# Las Vegas Summer League 2014



## bball2223 (Jul 21, 2006)

Our schedule for the summer league this year:

July 11th: Knicks vs. Mavericks
July 12th: Knicks vs. Trail Blazers
July 14th: Knicks vs. Hornets

And then tournament play after that. Interested to see how guys like Early and Thanasis perform. Also think Hardaway should dominate, provided he is on the squad.


----------



## bball2223 (Jul 21, 2006)

http://www.insidethehall.com/2014/06/27/sheehey-play-knicks-nba-summer-league/

Will Sheehey from Indiana will be on our summer league roster. Doubt he has much a chance to make the team.


----------



## Porn Player (Apr 24, 2003)

You guys had a solid draft, Summer League should be a whole load of fun.


----------



## 29380 (Feb 23, 2009)

__ https://twitter.com/i/web/status/484765810519719936


----------



## bball2223 (Jul 21, 2006)

Here's the full roster:

Cole Aldrich
Thanasis Antetokounmpo
Shannon Brown
CleAnthony Early
Langston Galloway
Tim Hardaway Jr. 
Jordan Henriquez
Zane Johnson
Shane Larkin
Cameron Moore
Will Sheehey
Brandon Triche
Jeremy Tyler
Jordan Vandenburg


----------



## bball2223 (Jul 21, 2006)

Won our first two games of the summer. 76-64 last night over Dallas, and 71-69 over Portland earlier. Hardaway is averaging 22.5 points per game thus far, and Early looked solid yesterday. Needs work on his ball-handling, but his shooting/athleticism should definitely give us a boost. Also glad to see Larkin hit the game winner.


----------



## bball2223 (Jul 21, 2006)

Blew out the Hornets tonight 95-72. Jeremy Tyler had 19 and 8, while Hardaway chipped in 17. We are now 3-0 and will advance to the bracket part of the summer league.


----------



## HKF (Dec 10, 2002)

Knicks looking good.


----------



## Tyreke (Jul 14, 2009)

I'm sure the Triangle Offense will fit well to the Knicks. Looking great so far!


----------

SHORT PROBLEM 1
Print the portion of the summer league thread from "Blew out the" to "(Dec 10, 2002)" without any alteration.
SHORT PROBLEM 2
Locate each line of the listing that contains the word "sticker", and copy all such lines.
The summer league thread and the listing that follows it have no connection to each other.

TASK INPUTS

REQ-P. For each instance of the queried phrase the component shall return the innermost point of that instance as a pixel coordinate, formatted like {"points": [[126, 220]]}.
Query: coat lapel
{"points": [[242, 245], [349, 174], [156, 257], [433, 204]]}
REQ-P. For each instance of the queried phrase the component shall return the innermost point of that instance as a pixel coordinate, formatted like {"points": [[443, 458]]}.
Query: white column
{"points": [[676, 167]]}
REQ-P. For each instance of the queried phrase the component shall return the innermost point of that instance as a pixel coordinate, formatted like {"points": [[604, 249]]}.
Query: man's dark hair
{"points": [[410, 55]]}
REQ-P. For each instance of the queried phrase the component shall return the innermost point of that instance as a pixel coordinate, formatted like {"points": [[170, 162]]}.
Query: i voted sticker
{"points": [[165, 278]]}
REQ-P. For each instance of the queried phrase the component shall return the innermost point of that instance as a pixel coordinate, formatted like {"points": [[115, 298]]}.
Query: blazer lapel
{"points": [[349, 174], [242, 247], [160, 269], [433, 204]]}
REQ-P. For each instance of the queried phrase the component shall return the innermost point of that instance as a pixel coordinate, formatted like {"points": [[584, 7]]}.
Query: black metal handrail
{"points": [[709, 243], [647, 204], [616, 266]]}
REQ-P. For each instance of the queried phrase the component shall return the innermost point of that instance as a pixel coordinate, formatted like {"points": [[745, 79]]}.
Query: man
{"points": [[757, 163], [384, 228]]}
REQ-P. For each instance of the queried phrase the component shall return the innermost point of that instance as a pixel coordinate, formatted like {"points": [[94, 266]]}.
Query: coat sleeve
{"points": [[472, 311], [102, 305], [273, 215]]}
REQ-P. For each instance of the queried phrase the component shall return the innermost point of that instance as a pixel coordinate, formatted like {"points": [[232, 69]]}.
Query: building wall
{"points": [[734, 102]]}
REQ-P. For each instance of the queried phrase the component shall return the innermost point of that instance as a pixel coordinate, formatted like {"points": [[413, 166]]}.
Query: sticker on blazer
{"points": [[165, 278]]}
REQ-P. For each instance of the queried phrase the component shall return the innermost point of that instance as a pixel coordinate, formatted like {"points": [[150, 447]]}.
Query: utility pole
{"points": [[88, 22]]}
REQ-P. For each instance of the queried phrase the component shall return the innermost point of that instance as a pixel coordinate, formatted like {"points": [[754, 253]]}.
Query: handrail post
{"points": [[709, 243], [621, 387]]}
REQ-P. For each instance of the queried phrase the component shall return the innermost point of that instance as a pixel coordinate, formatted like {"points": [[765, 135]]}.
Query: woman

TASK SOLUTION 1
Blew out the Hornets tonight 95-72. Jeremy Tyler had 19 and 8, while Hardaway chipped in 17. We are now 3-0 and will advance to the bracket part of the summer league.


----------



## HKF (Dec 10, 2002)

TASK SOLUTION 2
Query: i voted sticker
Query: sticker on blazer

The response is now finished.